• [Task details]:
Quote the full listing word for word.
————————
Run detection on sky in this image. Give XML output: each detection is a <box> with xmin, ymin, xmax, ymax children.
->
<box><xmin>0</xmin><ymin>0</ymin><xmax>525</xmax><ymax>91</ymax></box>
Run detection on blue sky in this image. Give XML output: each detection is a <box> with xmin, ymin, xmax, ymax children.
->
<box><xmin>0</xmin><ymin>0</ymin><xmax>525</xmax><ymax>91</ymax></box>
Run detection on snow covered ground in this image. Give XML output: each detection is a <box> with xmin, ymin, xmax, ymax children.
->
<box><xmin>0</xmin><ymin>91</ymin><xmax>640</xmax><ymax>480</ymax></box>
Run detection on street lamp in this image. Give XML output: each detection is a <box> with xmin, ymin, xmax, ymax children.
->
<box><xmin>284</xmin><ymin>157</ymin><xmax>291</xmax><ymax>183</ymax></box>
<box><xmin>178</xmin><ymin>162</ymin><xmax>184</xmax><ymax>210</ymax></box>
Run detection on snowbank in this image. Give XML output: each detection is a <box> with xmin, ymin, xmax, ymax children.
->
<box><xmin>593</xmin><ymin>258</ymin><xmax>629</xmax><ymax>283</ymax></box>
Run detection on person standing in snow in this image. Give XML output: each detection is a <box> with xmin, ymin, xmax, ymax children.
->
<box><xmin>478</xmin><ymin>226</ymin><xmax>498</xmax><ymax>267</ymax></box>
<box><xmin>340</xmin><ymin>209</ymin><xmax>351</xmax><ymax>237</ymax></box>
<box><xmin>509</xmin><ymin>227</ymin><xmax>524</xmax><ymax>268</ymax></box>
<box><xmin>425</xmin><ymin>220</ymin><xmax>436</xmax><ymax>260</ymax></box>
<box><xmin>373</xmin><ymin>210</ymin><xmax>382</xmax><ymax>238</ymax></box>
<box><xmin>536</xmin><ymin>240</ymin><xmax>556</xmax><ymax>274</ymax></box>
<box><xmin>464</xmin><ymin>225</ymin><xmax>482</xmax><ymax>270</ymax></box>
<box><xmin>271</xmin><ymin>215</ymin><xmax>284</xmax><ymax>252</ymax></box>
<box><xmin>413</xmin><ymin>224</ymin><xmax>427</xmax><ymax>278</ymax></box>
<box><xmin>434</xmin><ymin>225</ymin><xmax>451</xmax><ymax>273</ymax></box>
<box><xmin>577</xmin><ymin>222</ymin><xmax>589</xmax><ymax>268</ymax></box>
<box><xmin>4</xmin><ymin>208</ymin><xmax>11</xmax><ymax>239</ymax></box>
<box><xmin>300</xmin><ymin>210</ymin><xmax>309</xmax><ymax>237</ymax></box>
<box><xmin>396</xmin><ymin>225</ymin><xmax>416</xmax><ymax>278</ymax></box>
————————
• [Solution to the problem]:
Run detection on sky in this image. Give XML output: each detection is a <box> with xmin, ymin, xmax, ymax children.
->
<box><xmin>0</xmin><ymin>0</ymin><xmax>525</xmax><ymax>91</ymax></box>
Run detection on blue sky in this image. Give XML output: each detection is a <box> with xmin, ymin, xmax, ymax children.
->
<box><xmin>0</xmin><ymin>0</ymin><xmax>525</xmax><ymax>91</ymax></box>
Run detection on snow covered ground in this image. Give XML output: each detection is a <box> with xmin, ymin, xmax, ymax children.
->
<box><xmin>0</xmin><ymin>91</ymin><xmax>640</xmax><ymax>480</ymax></box>
Run detection on street lamp in this image. Give XML output: each detection is a <box> with xmin, ymin, xmax, ymax children.
->
<box><xmin>284</xmin><ymin>157</ymin><xmax>291</xmax><ymax>183</ymax></box>
<box><xmin>178</xmin><ymin>162</ymin><xmax>184</xmax><ymax>210</ymax></box>
Run detection on snowbank in this image. Give XML output: each detection is a <box> with xmin, ymin, xmax, ymax children.
->
<box><xmin>593</xmin><ymin>258</ymin><xmax>629</xmax><ymax>283</ymax></box>
Run detection on person standing in snow in this image. Give XML output: each detection is a <box> with xmin, ymin, xmax, ymax children.
->
<box><xmin>478</xmin><ymin>226</ymin><xmax>498</xmax><ymax>267</ymax></box>
<box><xmin>340</xmin><ymin>209</ymin><xmax>351</xmax><ymax>237</ymax></box>
<box><xmin>509</xmin><ymin>227</ymin><xmax>524</xmax><ymax>268</ymax></box>
<box><xmin>425</xmin><ymin>220</ymin><xmax>436</xmax><ymax>260</ymax></box>
<box><xmin>373</xmin><ymin>210</ymin><xmax>382</xmax><ymax>238</ymax></box>
<box><xmin>536</xmin><ymin>240</ymin><xmax>556</xmax><ymax>274</ymax></box>
<box><xmin>464</xmin><ymin>225</ymin><xmax>482</xmax><ymax>270</ymax></box>
<box><xmin>271</xmin><ymin>215</ymin><xmax>284</xmax><ymax>252</ymax></box>
<box><xmin>413</xmin><ymin>224</ymin><xmax>427</xmax><ymax>278</ymax></box>
<box><xmin>434</xmin><ymin>225</ymin><xmax>451</xmax><ymax>273</ymax></box>
<box><xmin>577</xmin><ymin>222</ymin><xmax>589</xmax><ymax>268</ymax></box>
<box><xmin>4</xmin><ymin>208</ymin><xmax>11</xmax><ymax>239</ymax></box>
<box><xmin>300</xmin><ymin>210</ymin><xmax>309</xmax><ymax>237</ymax></box>
<box><xmin>396</xmin><ymin>225</ymin><xmax>416</xmax><ymax>278</ymax></box>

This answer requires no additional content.